## Description of the task
Give the entries below again exactly. Their pictures are not needed.

## Listed records
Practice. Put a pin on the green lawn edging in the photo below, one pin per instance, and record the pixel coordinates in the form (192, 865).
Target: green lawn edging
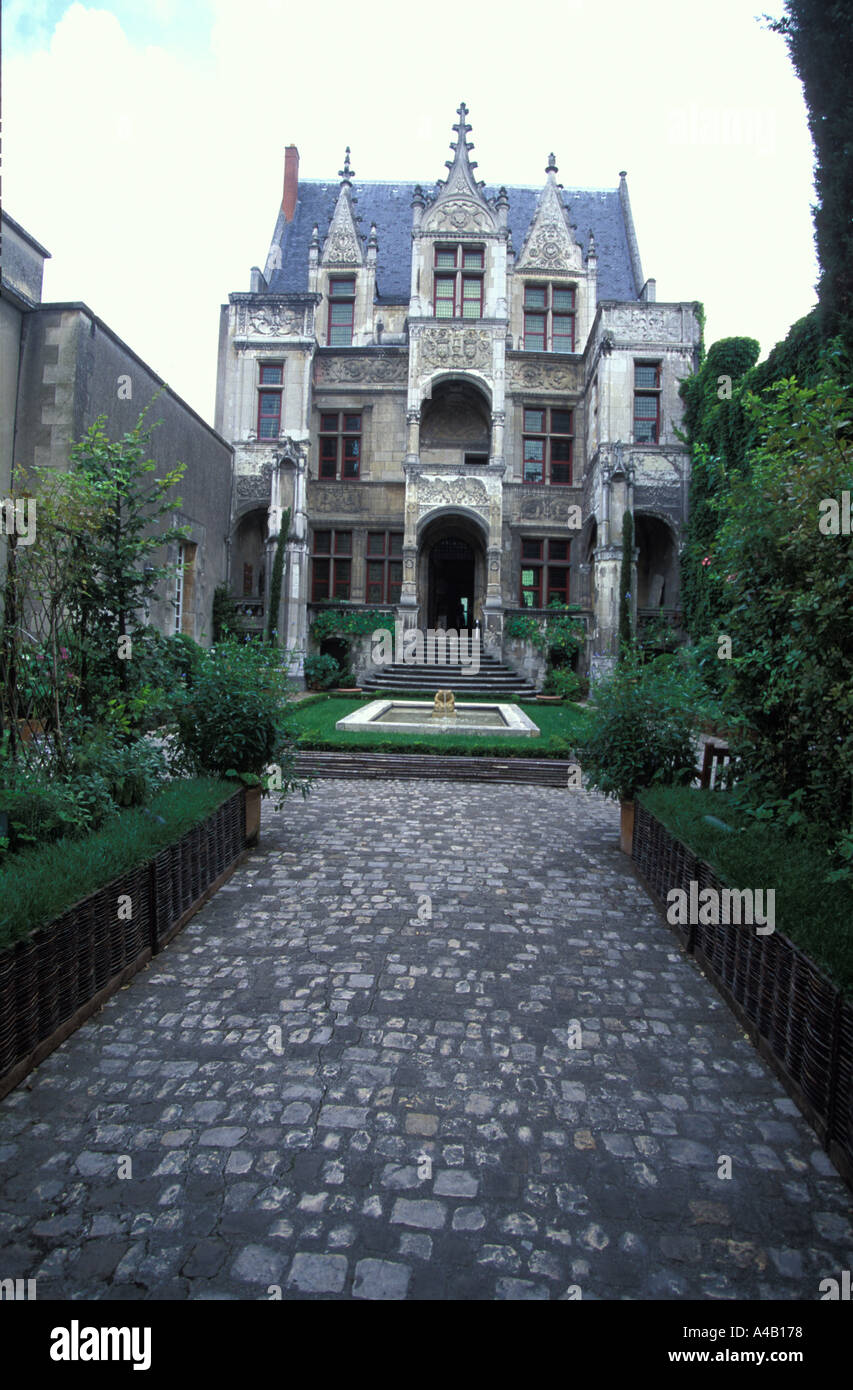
(39, 883)
(812, 912)
(560, 726)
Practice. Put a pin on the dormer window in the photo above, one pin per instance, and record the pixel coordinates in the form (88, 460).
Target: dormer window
(549, 317)
(342, 309)
(459, 281)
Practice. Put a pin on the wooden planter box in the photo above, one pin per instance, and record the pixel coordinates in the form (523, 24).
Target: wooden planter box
(795, 1015)
(54, 980)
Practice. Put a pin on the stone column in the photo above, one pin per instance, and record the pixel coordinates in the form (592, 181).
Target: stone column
(296, 574)
(413, 435)
(407, 608)
(498, 435)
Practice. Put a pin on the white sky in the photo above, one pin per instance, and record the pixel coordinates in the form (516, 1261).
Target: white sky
(145, 141)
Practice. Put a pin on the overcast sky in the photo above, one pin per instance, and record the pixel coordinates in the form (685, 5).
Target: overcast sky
(145, 141)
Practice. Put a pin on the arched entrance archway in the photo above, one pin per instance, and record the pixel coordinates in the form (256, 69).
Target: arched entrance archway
(452, 573)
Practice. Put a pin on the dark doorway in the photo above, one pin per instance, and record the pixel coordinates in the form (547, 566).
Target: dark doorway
(450, 584)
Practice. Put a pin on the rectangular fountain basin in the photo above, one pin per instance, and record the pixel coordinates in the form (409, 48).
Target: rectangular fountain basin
(416, 716)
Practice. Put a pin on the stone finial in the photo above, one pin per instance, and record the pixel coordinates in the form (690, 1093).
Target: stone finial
(346, 174)
(461, 145)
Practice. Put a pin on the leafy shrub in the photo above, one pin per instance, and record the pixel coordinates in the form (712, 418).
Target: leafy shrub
(336, 622)
(42, 881)
(788, 602)
(323, 673)
(641, 731)
(40, 809)
(131, 770)
(563, 681)
(231, 722)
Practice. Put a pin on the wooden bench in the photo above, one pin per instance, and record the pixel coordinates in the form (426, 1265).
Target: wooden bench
(711, 774)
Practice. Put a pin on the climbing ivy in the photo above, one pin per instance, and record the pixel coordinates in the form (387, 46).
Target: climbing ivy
(349, 623)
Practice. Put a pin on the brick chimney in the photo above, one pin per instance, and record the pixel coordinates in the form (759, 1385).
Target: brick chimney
(291, 182)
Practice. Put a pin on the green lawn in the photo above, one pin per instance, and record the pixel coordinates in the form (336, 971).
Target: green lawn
(40, 883)
(812, 912)
(313, 723)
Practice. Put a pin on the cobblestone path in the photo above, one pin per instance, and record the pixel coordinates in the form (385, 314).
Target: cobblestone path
(428, 1126)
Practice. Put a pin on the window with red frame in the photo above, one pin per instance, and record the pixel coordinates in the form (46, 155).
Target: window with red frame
(342, 310)
(270, 401)
(546, 445)
(545, 571)
(646, 402)
(549, 319)
(331, 565)
(459, 281)
(384, 566)
(341, 444)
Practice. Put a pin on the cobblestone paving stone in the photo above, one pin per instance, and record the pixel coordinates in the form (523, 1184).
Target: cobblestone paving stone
(424, 1125)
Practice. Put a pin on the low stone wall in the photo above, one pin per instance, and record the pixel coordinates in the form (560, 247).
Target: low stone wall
(64, 972)
(525, 659)
(795, 1015)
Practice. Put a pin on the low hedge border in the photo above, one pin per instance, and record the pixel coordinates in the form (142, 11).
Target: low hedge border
(56, 979)
(795, 1015)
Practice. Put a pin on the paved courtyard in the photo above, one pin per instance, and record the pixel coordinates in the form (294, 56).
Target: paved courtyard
(429, 1041)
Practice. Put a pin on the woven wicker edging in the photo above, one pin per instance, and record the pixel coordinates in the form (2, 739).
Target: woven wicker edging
(796, 1016)
(61, 975)
(543, 772)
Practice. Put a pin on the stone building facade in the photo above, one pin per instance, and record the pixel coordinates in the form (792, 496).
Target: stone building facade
(63, 367)
(457, 394)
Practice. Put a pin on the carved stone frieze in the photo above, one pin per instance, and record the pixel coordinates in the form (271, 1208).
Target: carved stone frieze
(459, 214)
(272, 321)
(457, 491)
(545, 506)
(646, 324)
(361, 369)
(336, 499)
(543, 375)
(254, 485)
(463, 348)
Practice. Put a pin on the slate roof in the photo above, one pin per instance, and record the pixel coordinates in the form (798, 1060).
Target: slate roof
(389, 207)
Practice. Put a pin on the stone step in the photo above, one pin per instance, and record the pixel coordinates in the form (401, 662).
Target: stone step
(538, 772)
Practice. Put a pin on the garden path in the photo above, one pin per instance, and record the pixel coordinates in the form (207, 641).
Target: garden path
(425, 1123)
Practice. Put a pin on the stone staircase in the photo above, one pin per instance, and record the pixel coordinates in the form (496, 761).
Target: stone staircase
(493, 679)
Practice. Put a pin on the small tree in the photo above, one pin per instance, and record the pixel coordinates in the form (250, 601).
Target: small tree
(275, 583)
(38, 677)
(625, 624)
(121, 578)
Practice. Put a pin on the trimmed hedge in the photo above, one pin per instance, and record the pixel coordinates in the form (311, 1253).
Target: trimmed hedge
(560, 727)
(812, 912)
(38, 884)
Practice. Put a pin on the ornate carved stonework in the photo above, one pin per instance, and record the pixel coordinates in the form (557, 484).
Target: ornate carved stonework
(543, 508)
(550, 245)
(646, 324)
(360, 369)
(463, 348)
(548, 249)
(342, 250)
(250, 485)
(275, 321)
(342, 245)
(543, 375)
(459, 214)
(452, 492)
(336, 499)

## Answer below
Practice. Put a pin on the green lawn edging in the photo below, one pin per instance, and record the pixel coordinates in the form (192, 865).
Target: green lawn edging
(39, 883)
(812, 912)
(560, 726)
Practice. Put a pin on the dormer window in the photo above, one pin per instance, and record the pixel coordinates in the form (88, 460).
Target: dormer window
(549, 317)
(342, 309)
(459, 281)
Practice. Put a pin on the wooden planter box in the photo above, one pin per instance, and record the pixel coordinates in the form (523, 24).
Target: wooden planter box
(795, 1015)
(54, 980)
Practice. Put a pin on the stone column in the photo above, one pin per instance, and record the pixel coordinates in the form (592, 181).
Target: stone column
(296, 574)
(413, 435)
(407, 608)
(498, 435)
Practice. Put a pin on the white sky in the photo above, one pin per instance, and record the pixel coordinates in the form (516, 1261).
Target: white sky
(145, 141)
Practice. Put a pin on the overcast sky in the photo above, one pin per instance, and record the pixel coordinates in the form (685, 5).
Target: overcast sky
(145, 141)
Practice. Put a pin on the arched entrance archway in the photo above, one pin per instance, and record the pixel coordinates in the form (256, 69).
Target: arched entrance archway
(452, 573)
Practice. Put a pin on the dark doorway in the photo above, one pin per instance, and record the pixel coordinates in the form (547, 566).
Target: dark doorway
(450, 584)
Practice. Put a pin on the rectangular fountain basin in the photo above, one pin per instance, and record the pixel coordinates in the form (409, 48).
Target: rectangular fountain basin
(416, 716)
Practice. Put a pin on the stone finial in the photo above, one pin per instance, and record the pixel coordinates in the form (690, 1093).
Target: stone finial
(346, 174)
(461, 145)
Practice. Put a pin on the leafy shrub in the photo above, one pin per instance, and record the pixel coordinates in the form (712, 418).
Target: leafy shrub
(336, 622)
(42, 881)
(788, 602)
(323, 673)
(641, 731)
(40, 809)
(131, 770)
(563, 681)
(231, 722)
Practice. Put a pin on the wooden bench in the photo above, one pin per instance, and record the pixel coordinates in the form (426, 1265).
Target: wooden bench
(711, 774)
Practice. Put a pin on the climbing ivy in the photo above, one pin per instance, and record the pixel coordinates in the form (387, 46).
Target: climbing ivy
(349, 623)
Practice. Put a pin on the brick chimney in the photo above, one pin per instance, and record the pixel coordinates in the form (759, 1385).
Target: brick chimney
(291, 182)
Practice. Put a pin on the green lawn in the photo above, one pin per instance, and record the pixel coordinates in the form (336, 971).
Target: green lawn
(40, 883)
(812, 912)
(313, 723)
Practice. Put a pin on the cobblestone path in the photo above, one pin per instance, and record the pixel coordinates in the form (385, 314).
Target: cobblestone path
(428, 1126)
Practice. Put a pin on the window with red frame in the photo above, one pin per instance, and record the pixel coordinates in the form (46, 155).
Target: window with red frame
(342, 310)
(270, 401)
(546, 445)
(545, 571)
(646, 402)
(549, 319)
(331, 565)
(459, 281)
(384, 566)
(341, 444)
Practice. Put a pin on the cobblestone paving stone in the photo above, one pin per instance, and record the pixel coordinates in the form (523, 1184).
Target: cobblestone paving stone
(424, 1125)
Practice. Put a pin on the low stone wall in the photo above, one pin per instance, and record the pixel coordinates in the form (560, 247).
Target: low stone wall
(64, 972)
(525, 659)
(795, 1015)
Practice. Put a pin on the low hedge border in the photo above, one pin per instance, and record the pixel coordinates in the form (142, 11).
Target: low hedge border
(56, 979)
(795, 1015)
Practice. Put a pin on the paved courtyard in the photo above, one pin per instance, and record the pixel coordinates in the form (294, 56).
Target: paved courtyard
(429, 1041)
Practice. Put a pin on the woven wicker edging in the photo above, one pin per instance, and record the pixel coordinates in the form (2, 739).
Target: woven wicker edging
(796, 1016)
(61, 975)
(543, 772)
Practice. Put a pin on the stone building facade in the photo above, one pin per instance, and record the pixel coordinates in the form (792, 496).
Target: stone building facade
(63, 367)
(457, 394)
Practice. Put a pin on the carved stone frieze in the photo above, one pin per instance, and record the pixel coordinates in the form (271, 1208).
Target: carved stone frieze
(459, 214)
(272, 321)
(457, 491)
(545, 506)
(646, 324)
(361, 369)
(336, 499)
(543, 375)
(254, 485)
(463, 348)
Practice. Put a pin on the slate roof in the photo above, one pin per instance, and record the pixel coordinates in the form (798, 1060).
Target: slate roof
(389, 207)
Practice. Put a pin on the stone step in the photo above, one pin per instance, and record the pixel coordinates in the form (401, 662).
Target: stone step
(538, 772)
Practice. Put a pin on the garden path in the photo above, one pin per instance, and record the pixel coordinates in the form (207, 641).
Target: garden path
(425, 1123)
Practice. Put a pin on the stone staircase in the photo above, one pin per instance, and record the pixel coordinates in the form (496, 761).
Target: stone staircase
(493, 679)
Practice. Put a pin on the small tree in the photo above, one pin per instance, and record the pixel coordinates in the form (250, 601).
Target: small tree
(275, 583)
(38, 677)
(625, 624)
(121, 578)
Practice. Put a pin on the trimmed hedge in the photo above, one pin per instance, and record the pixel coordinates in the form (311, 1253).
Target: trimmed hedge
(560, 727)
(812, 912)
(38, 884)
Practice. Put a pin on the ornate carved stonework in the photo above, one pin per instance, and record the pixel coordinates in the form (557, 484).
Target: ornate carved stonework
(543, 508)
(550, 245)
(646, 324)
(360, 369)
(463, 348)
(548, 249)
(342, 250)
(250, 485)
(275, 321)
(342, 245)
(543, 375)
(459, 214)
(452, 492)
(336, 499)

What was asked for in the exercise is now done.